(Given text Opens)

What’s on : Lectures

Yorkshire, Palaeontology and the Yorkshire Museum

Lectures
Date
2 Sep 2014
Start time
7:30 PM
Venue
Tempest Anderson Hall
Speaker
Stuart Ogilvy
Yorkshire, Palaeontology and the Yorkshire Museum

Event Information

Yorkshire, Palaeontology and the Yorkshire Museum

Stuart Ogilvy, Yorkshire Museum

Yorkshire and palaeontology are indelibly linked. The history of collecting and research go back to the earliest origins of geology as a science. The vertebrate faunas of Yorkshire are well known for their diversity and the collections of the Yorkshire Museum reflect this rich history. The vertebrate collections in particular have been an important resource, from providing evidence for Buckland’s Reliquiae Diluvianae in 1823 to modern research on the biodynamics of marine reptiles.

A special pre-session lecture with the delegates of the annual Symposium of Vertebrate Palaeontology and Comparative Anatomy, an international conference organised this year by the Hull York Medical School.

 Report

Though aimed at specialists, this lecture had special interest for the Society as its foundation and history are inextricably linked with the history of geological studies. The analysis by William Buckland of what were first thought to be pre-diluvial bones in the Kirkdale Cave in 1821 led to the establishment of the Society and then to the building of a special Yorkshire Museum to house growing collections of geological and other specimens; and of course to the careers of the founding fathers of geology, William Smith and his nephew John Phillips.

(Given text Closes)

#### [What is required]
Can you return the full lecture page on Yorkshire palaeontology word for word? The listing that comes next is from a separate source.

(Available data Opens)

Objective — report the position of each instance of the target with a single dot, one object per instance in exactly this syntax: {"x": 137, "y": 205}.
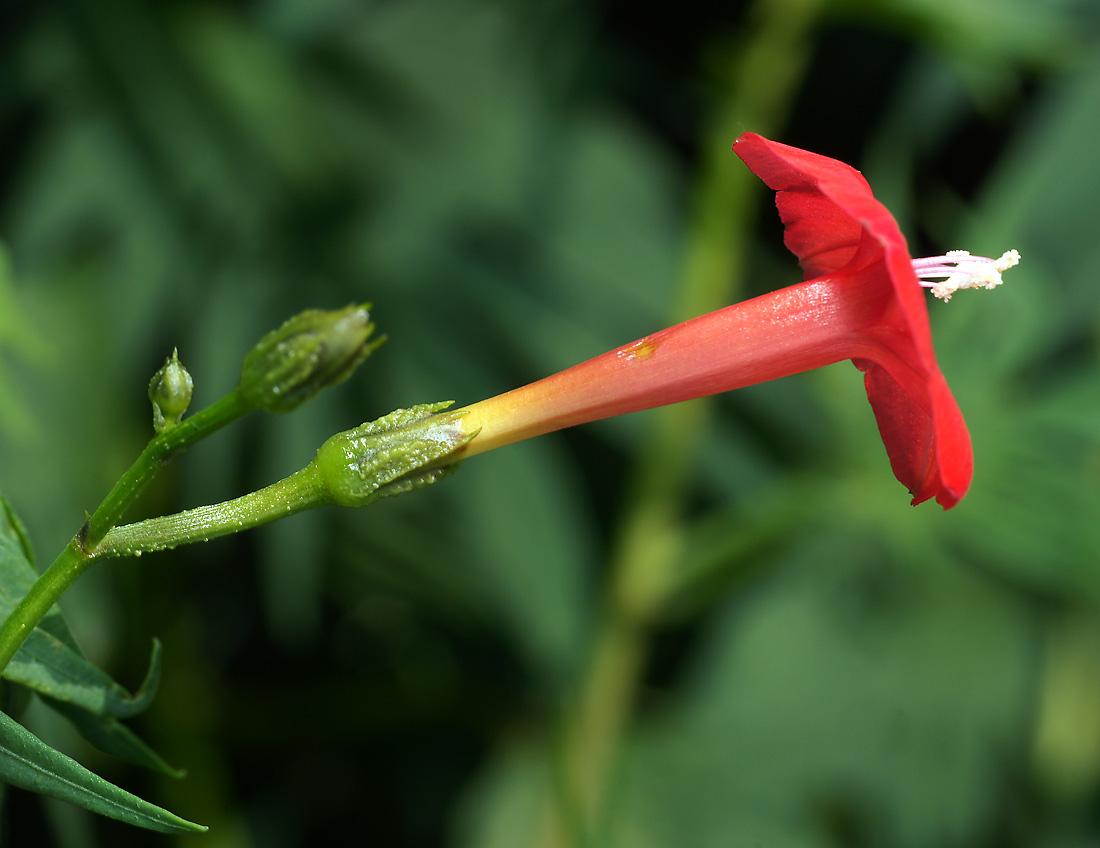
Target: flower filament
{"x": 955, "y": 270}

(Available data Closes)

#### [The answer]
What’s on : Lectures

Yorkshire, Palaeontology and the Yorkshire Museum

Lectures
Date
2 Sep 2014
Start time
7:30 PM
Venue
Tempest Anderson Hall
Speaker
Stuart Ogilvy
Yorkshire, Palaeontology and the Yorkshire Museum

Event Information

Yorkshire, Palaeontology and the Yorkshire Museum

Stuart Ogilvy, Yorkshire Museum

Yorkshire and palaeontology are indelibly linked. The history of collecting and research go back to the earliest origins of geology as a science. The vertebrate faunas of Yorkshire are well known for their diversity and the collections of the Yorkshire Museum reflect this rich history. The vertebrate collections in particular have been an important resource, from providing evidence for Buckland’s Reliquiae Diluvianae in 1823 to modern research on the biodynamics of marine reptiles.

A special pre-session lecture with the delegates of the annual Symposium of Vertebrate Palaeontology and Comparative Anatomy, an international conference organised this year by the Hull York Medical School.

 Report

Though aimed at specialists, this lecture had special interest for the Society as its foundation and history are inextricably linked with the history of geological studies. The analysis by William Buckland of what were first thought to be pre-diluvial bones in the Kirkdale Cave in 1821 led to the establishment of the Society and then to the building of a special Yorkshire Museum to house growing collections of geological and other specimens; and of course to the careers of the founding fathers of geology, William Smith and his nephew John Phillips.